— START OF EXTRACTED DATA —
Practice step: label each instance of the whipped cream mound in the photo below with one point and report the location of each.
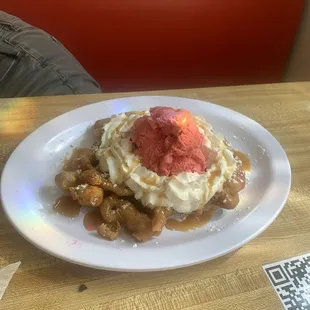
(185, 192)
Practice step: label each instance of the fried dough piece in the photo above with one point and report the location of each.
(228, 198)
(114, 209)
(87, 195)
(237, 182)
(93, 177)
(109, 230)
(160, 216)
(66, 179)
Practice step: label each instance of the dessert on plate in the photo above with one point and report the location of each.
(149, 166)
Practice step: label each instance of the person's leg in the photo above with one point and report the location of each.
(33, 63)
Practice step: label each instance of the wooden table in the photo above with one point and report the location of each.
(235, 281)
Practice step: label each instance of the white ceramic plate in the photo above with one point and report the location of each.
(28, 192)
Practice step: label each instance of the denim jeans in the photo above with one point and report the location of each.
(34, 63)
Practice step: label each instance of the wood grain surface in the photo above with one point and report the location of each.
(235, 281)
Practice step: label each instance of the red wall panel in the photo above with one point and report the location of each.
(130, 45)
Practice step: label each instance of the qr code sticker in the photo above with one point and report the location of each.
(291, 280)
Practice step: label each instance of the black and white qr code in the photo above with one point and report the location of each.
(291, 280)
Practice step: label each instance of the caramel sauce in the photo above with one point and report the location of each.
(66, 206)
(192, 221)
(92, 220)
(246, 163)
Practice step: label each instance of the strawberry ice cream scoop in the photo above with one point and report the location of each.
(169, 142)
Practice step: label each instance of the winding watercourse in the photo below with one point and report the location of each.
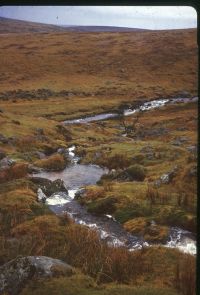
(77, 176)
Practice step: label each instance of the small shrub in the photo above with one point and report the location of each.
(26, 143)
(136, 172)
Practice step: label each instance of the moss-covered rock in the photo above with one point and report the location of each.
(151, 232)
(55, 162)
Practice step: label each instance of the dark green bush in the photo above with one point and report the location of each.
(136, 172)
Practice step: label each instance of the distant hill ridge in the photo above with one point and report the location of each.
(102, 29)
(8, 25)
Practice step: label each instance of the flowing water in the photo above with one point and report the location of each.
(77, 176)
(127, 112)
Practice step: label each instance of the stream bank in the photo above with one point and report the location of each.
(76, 176)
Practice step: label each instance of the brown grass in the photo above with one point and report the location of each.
(16, 171)
(55, 162)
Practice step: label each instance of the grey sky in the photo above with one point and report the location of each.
(149, 17)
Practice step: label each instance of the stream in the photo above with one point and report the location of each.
(77, 176)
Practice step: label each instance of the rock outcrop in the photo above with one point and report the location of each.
(16, 273)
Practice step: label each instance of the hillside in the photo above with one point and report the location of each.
(8, 25)
(111, 203)
(126, 66)
(102, 29)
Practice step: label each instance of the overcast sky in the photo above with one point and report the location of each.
(148, 17)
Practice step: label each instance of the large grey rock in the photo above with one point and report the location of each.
(16, 273)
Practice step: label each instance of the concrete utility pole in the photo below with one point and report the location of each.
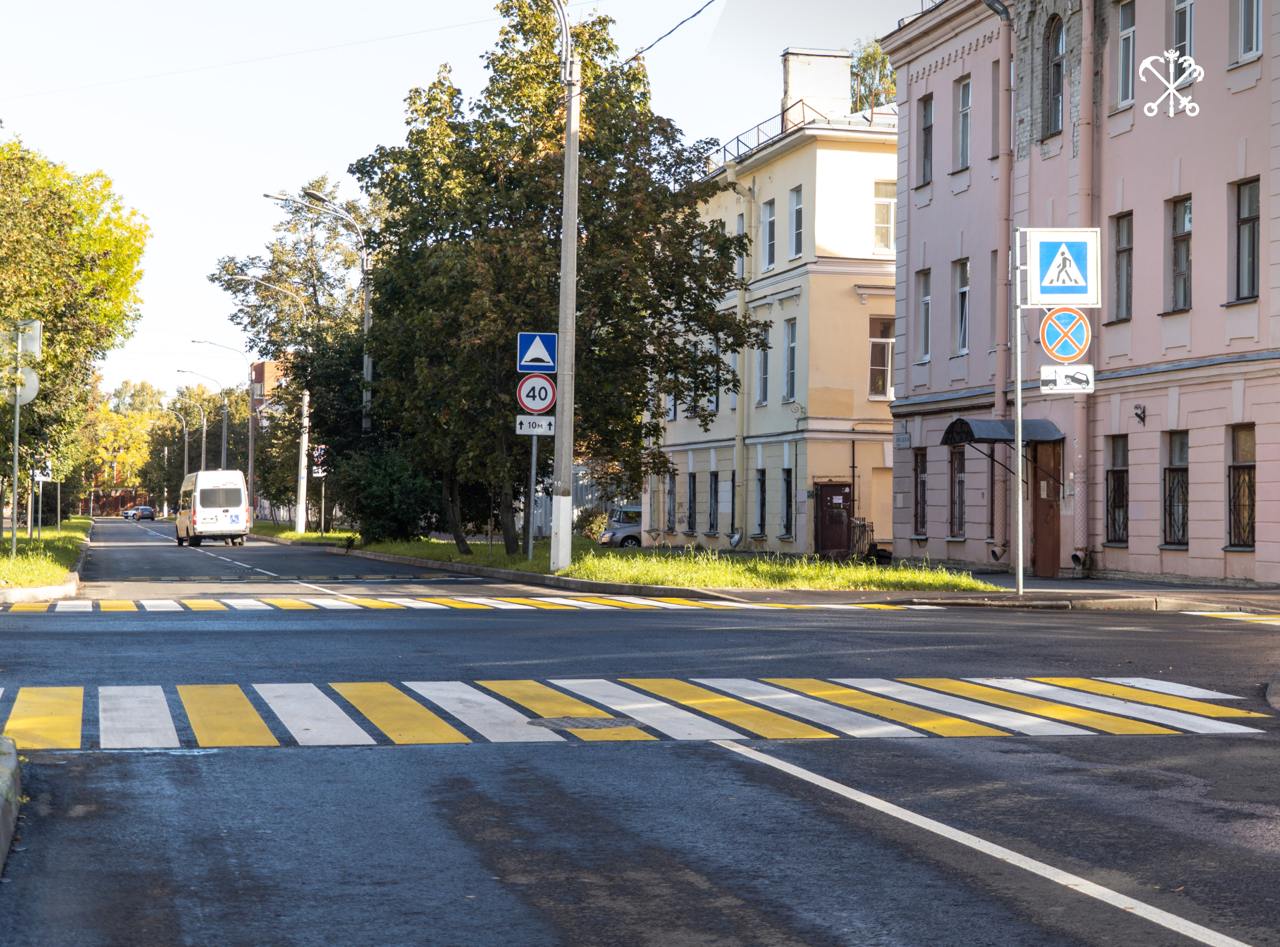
(562, 488)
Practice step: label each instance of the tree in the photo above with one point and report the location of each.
(873, 81)
(469, 254)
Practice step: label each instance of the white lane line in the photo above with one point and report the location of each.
(996, 717)
(160, 605)
(133, 718)
(1178, 690)
(484, 714)
(845, 721)
(664, 718)
(1074, 882)
(312, 718)
(1125, 708)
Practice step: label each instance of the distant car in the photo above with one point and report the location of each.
(624, 529)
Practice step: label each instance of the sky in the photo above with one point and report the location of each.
(195, 111)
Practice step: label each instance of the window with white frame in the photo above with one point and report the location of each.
(796, 222)
(789, 385)
(886, 202)
(923, 314)
(768, 233)
(960, 275)
(964, 122)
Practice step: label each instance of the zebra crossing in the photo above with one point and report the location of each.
(457, 603)
(558, 710)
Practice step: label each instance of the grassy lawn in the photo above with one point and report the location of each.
(44, 561)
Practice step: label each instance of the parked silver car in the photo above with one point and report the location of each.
(624, 529)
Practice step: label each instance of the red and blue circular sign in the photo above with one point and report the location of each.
(1065, 334)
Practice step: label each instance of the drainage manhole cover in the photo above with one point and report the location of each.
(584, 722)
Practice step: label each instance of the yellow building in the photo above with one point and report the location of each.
(804, 453)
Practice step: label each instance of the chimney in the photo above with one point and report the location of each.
(821, 78)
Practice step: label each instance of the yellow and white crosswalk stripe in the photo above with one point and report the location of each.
(365, 713)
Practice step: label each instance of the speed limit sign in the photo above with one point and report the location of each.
(535, 393)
— END OF EXTRACTED DATA —
EXERCISE DESCRIPTION - Print all of the items above again line for line, with no changes. Leave the pictures out of your answer.

RESULT OF THE TASK -
Practice step: label each instance of the whipped cream mound in the photo below with one point and report the location of each.
(185, 192)
Practice step: label each instance of the fried dough piece in the photo above with one point and report the location of each.
(228, 198)
(114, 209)
(87, 195)
(237, 182)
(93, 177)
(109, 230)
(160, 216)
(66, 179)
Practice step: label each instance of the dessert on plate in the photo above with one point and report the location of each.
(149, 166)
Practice step: label each instance of the person's leg in the photo above with one point and report the location of each.
(33, 63)
Practice step: label each instance of the wooden table in the photo above with one point and report the location of each.
(235, 281)
Practice step: label each instance of the white ceramic plate in the photo above with one point and report the location of each.
(28, 192)
Practice step: label each instance of the denim jeans in the photo above with one point and report the location of each.
(34, 63)
Practice step: label each instance of the wood grain surface in the photo above with one point and report the location of each.
(235, 281)
Practice step: label each instance of the red wall panel in the photo above with one point and report the location of each.
(130, 45)
Practice step: label each instance of the qr code sticker in the photo above with one point and report the location of each.
(291, 280)
Practice step: label each instance of the black and white qr code in the photo above with one point and report the location of each.
(291, 280)
Practice step: label each instance of the caramel sauce in the photo above with one point and report the location of each.
(66, 206)
(192, 221)
(92, 220)
(246, 163)
Practice step: label each instance of the strawberry ice cream scoop in the photo above with one point and report the location of each.
(169, 142)
Practice step: label each instance of the winding watercourse in the photo below with one point and report the location of each.
(77, 176)
Practice step: label each instance of the small shrub in the photo above with one point and report the location of each.
(26, 143)
(136, 172)
Practice step: label each instance of the moss-covered rock in the photo above with one point and report the location of each.
(151, 232)
(55, 162)
Practice step: label each instance of the dark green bush in the photo above with one point and report the location of each.
(136, 172)
Practice step: label each instance of the distant hill ridge in the photo above with one point and report the location of each.
(102, 29)
(8, 25)
Practice step: label each instance of the flowing water in the photo above with one point and report the location of each.
(77, 176)
(127, 112)
Practice step: label each instance of the stream bank in the photo above with one point and report the location of each.
(76, 176)
Practice step: label each instance of the brown grass in the photo above with one point and report the location of each.
(16, 171)
(55, 162)
Practice step: label each instance of the grey sky in the photo above with one point and report the location of each.
(149, 17)
Practice step: label each instance of the stream in the photo above with one point and report the location of each.
(77, 176)
Practice step: label each instance of the rock outcrop in the photo above with one point and report the location of each.
(16, 273)
Practice step: label each instance of the hillside in the photo above with one point and report the location of each.
(8, 25)
(111, 203)
(126, 66)
(102, 29)
Practice step: label each instance of the overcast sky in the photo above with one point and report the location of each.
(148, 17)
Practice step: label each instance of the large grey rock in the photo above with one point and report the location of each.
(16, 273)
Practice step: label each instance of the concrete utility pole in the photo below with one point and report the location of each.
(562, 488)
Practice step: label each instance of the tree in the photo above with one point and report the location of each.
(873, 81)
(469, 254)
Practice step: label each instance of the white lane line in the photo above with one point and report the location of each.
(996, 717)
(160, 605)
(133, 718)
(1178, 690)
(484, 714)
(845, 721)
(664, 718)
(1074, 882)
(312, 718)
(1125, 708)
Practice step: label each instance of the distant car in the photo above with one point and report the location of each.
(624, 529)
Practice step: label each instance of the sky in the photo above with one point and report the location of each.
(195, 111)
Practice step: label each instance of the window with white frame in the photo above with one point and report the location of each.
(796, 222)
(789, 385)
(886, 202)
(923, 314)
(768, 233)
(960, 275)
(964, 122)
Practice step: label each instance of the zebra crossing in the photo above with one point and report the location of each.
(457, 603)
(558, 710)
Practice step: label each instance of the grassy lawn in the photo above with one point and report the location of each.
(44, 561)
Practice step: label each instance of the parked silver car in the photo above with one point and report the location of each.
(624, 529)
Practice step: label each instance of the red and blue circular sign in the photo above with one point and report the location of each.
(1065, 334)
Practice step: label each instance of the drainage manhole cover in the photo above with one point and report the location of each.
(584, 722)
Practice step: label each instance of the yellow building in the photo above with one point and report the location of each.
(804, 453)
Practice step: label each instance of the chimney in the photo above with one point and report the location of each.
(821, 78)
Practice step: label each instance of the yellow and white crosswalk stripe in the photo above with one point and report the location of each.
(365, 713)
Practice step: label each instance of the speed limit sign in the photo above with one point and report the location of each.
(535, 393)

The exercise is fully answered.